**Assignment 1**
Please list every proper name of a person or place that appears in the column on the covid pandemic.
**Assignment 2**
In the column on the covid pandemic, write out the passage from "If the covid" to "or medium term.", swapping "system" for "network".

To the cornice
and ESTHER VERA
07/12/2021
3 min

If the covid pandemic has taught us anything, it is the interrelationship between societies and individuals on the planet, seen as a chaotic dynamic system. We have never seen so clearly the butterfly effect, which explains how a small change in a system can end up causing far greater consequences in the short or medium term.

The fluttering of our time has been a virus whose exact origin we still don't know. In principle, it initially emerged in a market in Wuhan, where a multitude of animals capable of harbouring pathogens dangerous to humans were sold. But the lack of transparency on the part of the Chinese authorities still leaves many questions unanswered. Among them, how the pandemic spread precisely from the same city that hosts a maximum security virology institute, known for its work on bat coronaviruses and with a team that has collected more than ten thousand samples of these animals in China. As Xi Jinping says, "science has no borders, but scientists have a homeland", and therefore it will be a long time before the Chinese dictatorship is able to act with the transparency that the international community would need to know how the flapping that ended up stopping the entire planet occurred.

**Data supplied**
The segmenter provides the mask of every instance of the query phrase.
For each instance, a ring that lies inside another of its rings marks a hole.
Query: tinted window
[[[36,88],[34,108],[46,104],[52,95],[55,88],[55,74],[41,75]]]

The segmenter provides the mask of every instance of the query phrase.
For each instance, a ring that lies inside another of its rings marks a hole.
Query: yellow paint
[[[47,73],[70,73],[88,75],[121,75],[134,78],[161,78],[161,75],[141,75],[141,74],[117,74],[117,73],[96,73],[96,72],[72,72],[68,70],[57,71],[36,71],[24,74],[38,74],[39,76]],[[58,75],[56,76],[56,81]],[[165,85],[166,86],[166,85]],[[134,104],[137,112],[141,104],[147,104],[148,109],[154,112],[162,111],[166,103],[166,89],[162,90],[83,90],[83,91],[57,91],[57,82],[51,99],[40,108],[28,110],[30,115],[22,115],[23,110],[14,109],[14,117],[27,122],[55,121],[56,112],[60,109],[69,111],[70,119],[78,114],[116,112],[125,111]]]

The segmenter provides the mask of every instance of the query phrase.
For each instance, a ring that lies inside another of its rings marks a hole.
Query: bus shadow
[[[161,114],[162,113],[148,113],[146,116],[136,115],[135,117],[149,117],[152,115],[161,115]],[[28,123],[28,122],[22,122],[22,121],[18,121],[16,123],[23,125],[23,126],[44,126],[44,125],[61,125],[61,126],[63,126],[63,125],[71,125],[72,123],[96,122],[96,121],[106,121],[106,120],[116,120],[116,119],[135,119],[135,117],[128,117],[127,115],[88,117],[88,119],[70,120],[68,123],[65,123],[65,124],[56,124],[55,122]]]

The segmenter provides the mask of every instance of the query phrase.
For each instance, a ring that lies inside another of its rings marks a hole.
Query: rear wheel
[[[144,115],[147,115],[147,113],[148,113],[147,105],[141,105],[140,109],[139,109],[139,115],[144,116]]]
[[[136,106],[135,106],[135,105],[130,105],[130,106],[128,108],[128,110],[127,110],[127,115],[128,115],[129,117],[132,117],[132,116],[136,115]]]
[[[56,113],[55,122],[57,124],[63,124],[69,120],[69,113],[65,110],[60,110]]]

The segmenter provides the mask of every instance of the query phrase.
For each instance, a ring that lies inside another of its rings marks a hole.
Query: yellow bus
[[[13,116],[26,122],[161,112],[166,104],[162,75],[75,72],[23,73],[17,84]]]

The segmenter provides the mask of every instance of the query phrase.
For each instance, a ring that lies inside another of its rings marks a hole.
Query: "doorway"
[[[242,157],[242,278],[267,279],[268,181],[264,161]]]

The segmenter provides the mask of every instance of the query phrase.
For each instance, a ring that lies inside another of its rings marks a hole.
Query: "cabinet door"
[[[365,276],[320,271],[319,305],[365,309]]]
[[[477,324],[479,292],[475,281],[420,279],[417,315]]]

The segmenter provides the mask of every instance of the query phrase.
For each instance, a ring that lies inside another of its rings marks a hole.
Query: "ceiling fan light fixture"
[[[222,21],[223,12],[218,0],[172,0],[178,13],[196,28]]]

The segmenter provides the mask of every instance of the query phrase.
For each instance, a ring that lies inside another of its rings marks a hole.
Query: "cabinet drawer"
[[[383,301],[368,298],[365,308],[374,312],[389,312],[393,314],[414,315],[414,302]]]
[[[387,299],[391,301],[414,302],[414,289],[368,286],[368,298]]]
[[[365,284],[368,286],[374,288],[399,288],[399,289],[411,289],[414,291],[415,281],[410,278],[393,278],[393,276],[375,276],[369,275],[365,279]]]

**Answer section 1**
ESTHER VERA
Wuhan
China
Xi Jinping

**Answer section 2**
If the covid pandemic has taught us anything, it is the interrelationship between societies and individuals on the planet, seen as a chaotic dynamic network. We have never seen so clearly the butterfly effect, which explains how a small change in a network can end up causing far greater consequences in the short or medium term.